_Task material_.
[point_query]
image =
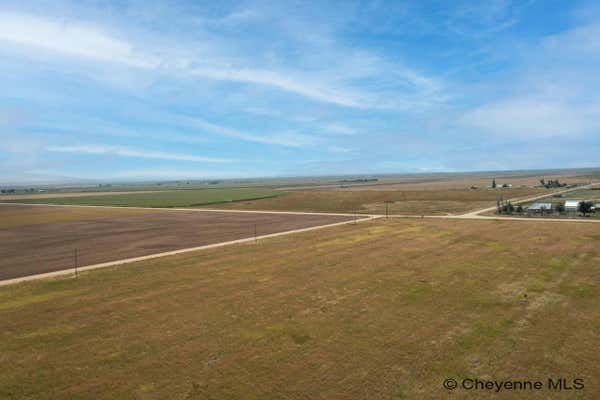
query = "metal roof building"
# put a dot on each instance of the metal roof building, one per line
(571, 205)
(540, 207)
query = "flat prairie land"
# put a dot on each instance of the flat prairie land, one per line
(385, 309)
(412, 202)
(163, 198)
(38, 239)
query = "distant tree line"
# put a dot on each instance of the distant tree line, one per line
(552, 183)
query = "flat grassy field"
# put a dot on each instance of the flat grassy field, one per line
(167, 198)
(412, 202)
(381, 310)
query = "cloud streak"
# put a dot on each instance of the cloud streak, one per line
(129, 152)
(94, 43)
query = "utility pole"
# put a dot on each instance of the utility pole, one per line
(76, 254)
(387, 208)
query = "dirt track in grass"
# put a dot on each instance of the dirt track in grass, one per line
(36, 239)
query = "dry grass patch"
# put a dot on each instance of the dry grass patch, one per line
(387, 310)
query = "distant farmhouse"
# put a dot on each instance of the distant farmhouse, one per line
(571, 205)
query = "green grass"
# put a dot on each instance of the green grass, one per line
(171, 198)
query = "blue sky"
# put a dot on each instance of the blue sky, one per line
(176, 90)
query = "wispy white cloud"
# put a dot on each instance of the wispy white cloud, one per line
(533, 118)
(130, 152)
(289, 139)
(324, 84)
(340, 129)
(556, 93)
(69, 38)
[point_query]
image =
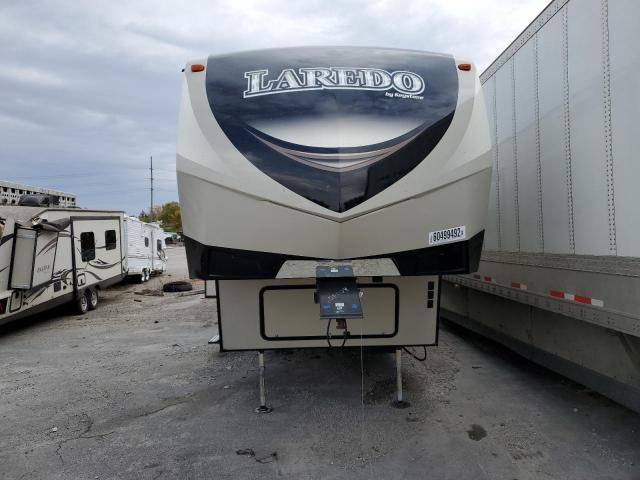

_Exercise_.
Determine how many lines of the records contain the string "wispy", matching case exactly. Give only the number.

_Full response_.
2